(Region labeling items)
* * * * * * *
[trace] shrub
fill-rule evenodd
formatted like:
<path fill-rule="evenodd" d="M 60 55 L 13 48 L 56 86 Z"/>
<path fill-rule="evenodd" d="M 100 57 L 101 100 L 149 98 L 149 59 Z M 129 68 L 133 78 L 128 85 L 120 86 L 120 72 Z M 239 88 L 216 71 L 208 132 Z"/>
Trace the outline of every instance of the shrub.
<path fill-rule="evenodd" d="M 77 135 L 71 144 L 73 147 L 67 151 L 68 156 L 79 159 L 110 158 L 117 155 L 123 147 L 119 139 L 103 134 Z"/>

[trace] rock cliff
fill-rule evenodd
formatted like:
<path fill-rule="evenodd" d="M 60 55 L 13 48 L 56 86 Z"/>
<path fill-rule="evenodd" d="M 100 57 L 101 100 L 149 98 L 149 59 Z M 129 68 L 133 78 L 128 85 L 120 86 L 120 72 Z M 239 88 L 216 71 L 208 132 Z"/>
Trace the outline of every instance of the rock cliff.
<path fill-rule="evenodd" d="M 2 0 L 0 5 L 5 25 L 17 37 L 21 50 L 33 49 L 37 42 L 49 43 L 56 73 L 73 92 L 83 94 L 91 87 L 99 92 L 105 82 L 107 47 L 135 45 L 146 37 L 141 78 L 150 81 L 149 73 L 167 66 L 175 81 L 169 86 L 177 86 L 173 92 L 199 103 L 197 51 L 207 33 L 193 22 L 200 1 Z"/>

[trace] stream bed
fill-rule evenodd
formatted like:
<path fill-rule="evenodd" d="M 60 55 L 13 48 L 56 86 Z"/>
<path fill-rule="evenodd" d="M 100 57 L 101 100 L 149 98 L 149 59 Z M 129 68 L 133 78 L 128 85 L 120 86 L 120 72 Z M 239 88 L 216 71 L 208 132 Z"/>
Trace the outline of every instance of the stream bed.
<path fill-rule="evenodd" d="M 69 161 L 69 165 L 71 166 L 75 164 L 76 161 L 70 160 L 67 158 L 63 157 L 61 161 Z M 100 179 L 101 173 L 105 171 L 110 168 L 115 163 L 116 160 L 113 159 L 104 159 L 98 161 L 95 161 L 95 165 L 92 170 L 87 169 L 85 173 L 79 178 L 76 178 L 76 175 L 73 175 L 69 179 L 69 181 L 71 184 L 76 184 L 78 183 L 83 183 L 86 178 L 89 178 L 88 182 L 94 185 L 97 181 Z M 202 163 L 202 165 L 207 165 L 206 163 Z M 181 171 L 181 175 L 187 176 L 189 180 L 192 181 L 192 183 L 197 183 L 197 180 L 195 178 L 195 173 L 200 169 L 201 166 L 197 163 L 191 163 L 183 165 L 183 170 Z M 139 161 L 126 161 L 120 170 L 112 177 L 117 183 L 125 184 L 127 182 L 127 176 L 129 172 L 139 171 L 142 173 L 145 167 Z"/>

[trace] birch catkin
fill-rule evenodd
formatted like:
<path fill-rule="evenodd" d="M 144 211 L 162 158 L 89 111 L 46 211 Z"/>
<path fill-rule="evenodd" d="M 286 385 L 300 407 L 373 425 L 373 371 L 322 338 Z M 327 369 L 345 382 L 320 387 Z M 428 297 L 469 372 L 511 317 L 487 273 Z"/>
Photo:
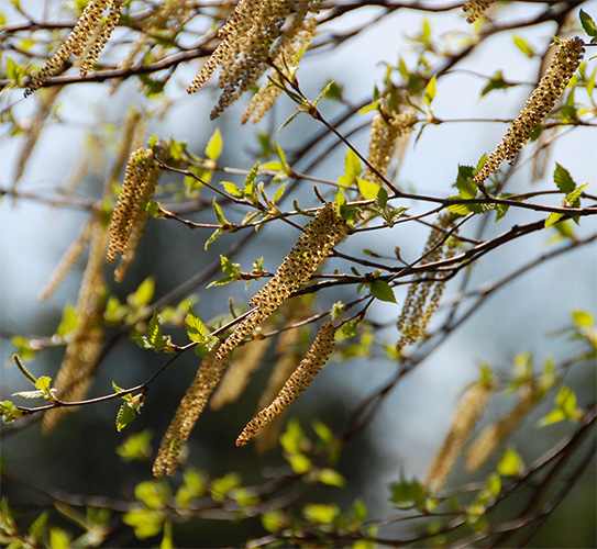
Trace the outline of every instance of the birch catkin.
<path fill-rule="evenodd" d="M 517 405 L 498 422 L 485 427 L 468 448 L 466 453 L 467 471 L 476 471 L 496 451 L 521 424 L 540 400 L 540 393 L 532 388 L 526 388 Z"/>
<path fill-rule="evenodd" d="M 474 23 L 477 19 L 485 14 L 485 11 L 489 5 L 495 3 L 496 0 L 469 0 L 464 2 L 462 10 L 466 15 L 467 23 Z"/>
<path fill-rule="evenodd" d="M 56 377 L 54 388 L 58 397 L 77 401 L 85 397 L 91 374 L 103 344 L 102 313 L 106 295 L 103 258 L 107 233 L 102 220 L 96 220 L 91 229 L 89 259 L 77 300 L 77 327 L 71 335 Z M 56 407 L 44 415 L 44 432 L 52 430 L 73 407 Z"/>
<path fill-rule="evenodd" d="M 122 0 L 90 0 L 68 37 L 31 77 L 25 94 L 41 88 L 48 78 L 59 75 L 71 55 L 79 57 L 81 76 L 85 76 L 92 68 L 110 38 L 122 8 Z M 106 10 L 108 10 L 108 18 L 104 21 L 102 14 Z"/>
<path fill-rule="evenodd" d="M 510 124 L 501 143 L 475 175 L 475 183 L 483 184 L 491 173 L 497 171 L 501 163 L 512 160 L 520 153 L 533 128 L 545 119 L 564 93 L 581 64 L 583 53 L 583 41 L 578 37 L 565 38 L 560 43 L 545 74 Z"/>
<path fill-rule="evenodd" d="M 452 416 L 450 430 L 427 474 L 425 485 L 432 492 L 441 490 L 445 484 L 464 442 L 485 411 L 490 395 L 491 383 L 488 381 L 473 383 L 462 395 Z"/>
<path fill-rule="evenodd" d="M 278 395 L 274 399 L 274 402 L 258 412 L 246 424 L 239 438 L 236 438 L 236 446 L 246 445 L 264 427 L 278 417 L 311 384 L 334 350 L 334 333 L 335 328 L 332 323 L 328 323 L 320 328 L 307 355 L 290 378 L 288 378 Z"/>
<path fill-rule="evenodd" d="M 108 261 L 114 261 L 118 255 L 123 256 L 123 264 L 117 271 L 119 281 L 143 234 L 147 221 L 145 206 L 155 192 L 158 176 L 159 168 L 152 149 L 139 148 L 131 155 L 108 229 Z"/>

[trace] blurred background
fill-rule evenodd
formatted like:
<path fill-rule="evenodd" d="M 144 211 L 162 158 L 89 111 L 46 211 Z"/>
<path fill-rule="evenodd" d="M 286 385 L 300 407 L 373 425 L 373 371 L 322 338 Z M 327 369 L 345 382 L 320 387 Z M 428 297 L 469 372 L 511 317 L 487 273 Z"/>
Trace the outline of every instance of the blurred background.
<path fill-rule="evenodd" d="M 2 5 L 4 4 L 4 5 Z M 2 11 L 10 12 L 9 2 L 0 0 Z M 35 1 L 22 1 L 35 13 Z M 597 2 L 586 2 L 584 9 L 597 13 Z M 516 20 L 531 15 L 539 5 L 522 4 L 500 11 L 504 20 Z M 593 11 L 592 11 L 593 10 Z M 334 23 L 333 29 L 346 31 L 374 19 L 378 9 L 363 9 L 344 16 Z M 464 19 L 456 12 L 429 16 L 433 36 L 452 35 L 455 45 L 458 33 L 466 30 Z M 409 58 L 408 36 L 421 27 L 422 14 L 410 10 L 399 10 L 386 16 L 380 23 L 372 24 L 357 37 L 347 41 L 334 51 L 309 55 L 299 71 L 305 91 L 314 97 L 328 79 L 343 86 L 344 97 L 357 103 L 371 97 L 374 82 L 380 82 L 384 75 L 382 61 L 396 63 L 399 55 Z M 542 51 L 551 41 L 553 24 L 538 25 L 523 30 L 520 34 Z M 174 137 L 188 143 L 189 149 L 201 153 L 209 136 L 219 127 L 224 137 L 223 164 L 246 168 L 252 164 L 252 152 L 256 148 L 258 131 L 273 134 L 285 148 L 294 148 L 312 135 L 318 128 L 307 116 L 299 116 L 281 131 L 277 127 L 291 112 L 292 105 L 284 98 L 272 116 L 261 126 L 240 126 L 239 120 L 245 100 L 215 121 L 209 122 L 209 110 L 214 93 L 210 90 L 188 97 L 185 85 L 192 78 L 197 63 L 179 66 L 175 77 L 166 88 L 166 93 L 175 105 L 163 120 L 153 120 L 148 133 L 161 138 Z M 512 36 L 504 33 L 491 37 L 478 51 L 458 65 L 458 69 L 469 69 L 485 75 L 502 69 L 510 80 L 532 80 L 538 71 L 538 60 L 521 55 L 512 43 Z M 528 89 L 517 87 L 497 91 L 479 99 L 485 81 L 469 74 L 455 71 L 443 78 L 434 103 L 440 117 L 509 117 L 518 112 Z M 130 105 L 145 104 L 151 100 L 139 92 L 136 81 L 121 86 L 114 96 L 109 97 L 103 85 L 77 85 L 66 89 L 59 99 L 62 123 L 48 124 L 37 144 L 32 160 L 21 183 L 22 191 L 47 191 L 62 186 L 76 169 L 86 146 L 89 130 L 98 120 L 106 131 L 118 132 Z M 18 99 L 18 92 L 11 98 Z M 323 112 L 331 117 L 341 110 L 333 102 L 323 103 Z M 19 104 L 19 116 L 31 115 L 32 102 Z M 361 122 L 362 119 L 358 120 Z M 112 126 L 112 130 L 110 130 Z M 458 164 L 475 164 L 478 157 L 490 149 L 504 132 L 502 124 L 458 123 L 442 124 L 425 130 L 414 145 L 411 141 L 405 161 L 398 175 L 398 182 L 421 193 L 447 195 L 455 180 Z M 555 142 L 548 175 L 537 187 L 550 187 L 555 161 L 563 164 L 577 182 L 588 182 L 593 193 L 597 192 L 595 175 L 595 130 L 576 128 L 570 135 Z M 367 132 L 353 136 L 352 141 L 366 152 Z M 329 142 L 322 143 L 319 150 Z M 21 146 L 20 138 L 3 135 L 0 139 L 0 186 L 10 187 L 11 169 Z M 106 177 L 106 166 L 114 150 L 102 150 L 103 155 L 96 169 L 87 176 L 78 192 L 88 197 L 99 197 Z M 317 154 L 317 152 L 316 152 Z M 336 178 L 343 170 L 344 149 L 336 147 L 316 171 L 327 178 Z M 299 168 L 302 166 L 299 166 Z M 164 176 L 164 181 L 176 181 L 173 175 Z M 509 190 L 532 189 L 529 163 L 521 163 Z M 310 187 L 300 195 L 301 205 L 314 204 L 309 195 Z M 405 205 L 412 206 L 406 203 Z M 197 221 L 211 221 L 211 213 L 197 216 Z M 26 389 L 23 380 L 10 362 L 14 350 L 10 344 L 12 335 L 48 336 L 59 322 L 62 310 L 67 302 L 75 303 L 84 261 L 68 276 L 57 293 L 48 302 L 38 302 L 37 294 L 44 287 L 58 258 L 69 245 L 74 235 L 86 219 L 85 212 L 69 209 L 52 209 L 32 201 L 16 202 L 2 199 L 0 202 L 0 399 L 12 392 Z M 524 211 L 511 210 L 499 225 L 490 228 L 493 233 L 506 231 L 511 225 L 534 221 L 535 215 Z M 402 256 L 413 258 L 421 250 L 427 229 L 408 224 L 393 229 L 362 233 L 341 246 L 346 253 L 360 254 L 363 248 L 391 254 L 400 246 Z M 597 227 L 595 220 L 584 219 L 576 228 L 578 235 L 589 234 Z M 468 231 L 472 231 L 469 227 Z M 192 232 L 165 220 L 151 220 L 137 258 L 123 284 L 112 282 L 111 292 L 124 299 L 148 276 L 156 282 L 156 295 L 168 290 L 200 271 L 233 242 L 236 235 L 226 235 L 203 251 L 204 232 Z M 275 269 L 280 257 L 289 249 L 294 234 L 280 225 L 267 225 L 251 246 L 245 247 L 235 261 L 245 270 L 252 261 L 264 256 L 267 269 Z M 372 242 L 373 240 L 373 242 Z M 485 256 L 474 270 L 472 288 L 499 279 L 519 265 L 554 246 L 546 233 L 539 233 L 516 240 L 497 251 Z M 444 436 L 454 404 L 463 388 L 477 377 L 478 365 L 487 361 L 496 369 L 511 370 L 516 354 L 530 351 L 537 363 L 541 365 L 549 356 L 556 360 L 574 352 L 574 341 L 556 333 L 570 325 L 570 312 L 584 309 L 597 312 L 597 253 L 595 246 L 583 247 L 577 251 L 549 261 L 530 273 L 509 284 L 495 294 L 471 321 L 455 333 L 416 371 L 406 377 L 393 394 L 385 401 L 375 421 L 344 448 L 340 471 L 349 480 L 347 488 L 330 496 L 341 504 L 362 497 L 369 507 L 371 515 L 382 517 L 390 512 L 388 483 L 403 472 L 407 477 L 422 477 L 430 460 Z M 454 294 L 457 280 L 452 281 L 445 299 Z M 342 287 L 340 287 L 342 288 Z M 236 301 L 246 300 L 255 284 L 246 290 L 239 282 L 223 288 L 199 289 L 196 311 L 202 318 L 210 318 L 225 312 L 229 296 Z M 377 305 L 371 318 L 379 322 L 396 318 L 405 290 L 397 292 L 398 305 L 388 303 Z M 338 289 L 318 294 L 316 307 L 324 310 L 336 300 L 347 301 L 347 289 Z M 394 328 L 385 334 L 388 343 L 396 337 Z M 57 371 L 62 356 L 60 349 L 41 352 L 31 363 L 36 374 Z M 93 382 L 93 395 L 109 391 L 110 380 L 128 386 L 144 380 L 163 361 L 163 357 L 143 351 L 131 343 L 122 343 L 109 356 Z M 253 448 L 236 449 L 233 440 L 253 413 L 259 397 L 259 389 L 272 366 L 270 357 L 253 379 L 248 391 L 236 403 L 219 412 L 207 413 L 194 432 L 189 445 L 189 464 L 208 471 L 215 477 L 229 471 L 237 471 L 248 481 L 259 479 L 264 467 L 283 463 L 278 451 L 257 455 Z M 154 445 L 166 428 L 176 404 L 190 382 L 197 367 L 197 358 L 187 354 L 161 380 L 153 390 L 143 414 L 130 427 L 131 432 L 151 429 Z M 318 378 L 317 382 L 300 401 L 292 406 L 291 415 L 308 425 L 320 418 L 328 425 L 342 429 L 355 405 L 384 383 L 395 371 L 390 360 L 360 360 L 345 363 L 333 361 Z M 595 368 L 581 368 L 572 372 L 567 381 L 578 394 L 579 404 L 594 401 L 596 380 Z M 156 405 L 156 401 L 159 405 Z M 496 400 L 485 415 L 490 422 L 507 410 L 511 401 Z M 553 445 L 567 433 L 566 425 L 555 425 L 543 429 L 542 436 L 530 436 L 537 418 L 544 415 L 550 402 L 533 413 L 524 427 L 513 439 L 515 447 L 529 461 Z M 52 436 L 41 435 L 34 425 L 15 436 L 2 440 L 2 458 L 8 471 L 16 478 L 26 479 L 29 484 L 42 489 L 59 490 L 84 494 L 107 496 L 130 496 L 135 483 L 151 474 L 148 463 L 123 463 L 115 455 L 115 447 L 123 435 L 114 429 L 115 403 L 87 406 L 70 414 Z M 495 461 L 491 462 L 495 464 Z M 489 469 L 486 469 L 485 472 Z M 457 471 L 453 480 L 464 479 Z M 478 478 L 484 478 L 482 471 Z M 596 547 L 596 474 L 595 468 L 586 474 L 583 482 L 573 490 L 568 498 L 542 527 L 534 538 L 534 547 Z M 4 490 L 2 491 L 4 492 Z M 327 492 L 329 494 L 329 491 Z M 335 495 L 334 495 L 335 494 Z M 11 488 L 10 501 L 21 505 L 35 504 L 43 496 L 25 486 Z M 41 498 L 41 500 L 40 500 Z M 263 535 L 258 520 L 243 520 L 234 528 L 228 523 L 197 522 L 176 530 L 175 538 L 180 547 L 209 547 L 213 540 L 218 545 L 234 546 L 248 536 Z M 152 540 L 140 542 L 132 537 L 122 539 L 122 547 L 151 546 Z M 215 545 L 215 544 L 214 544 Z"/>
* * * * * * *
Tally the lines in the data above that contain the string "instance". What is the count? Reply with the number alone.

Response for this exercise>
5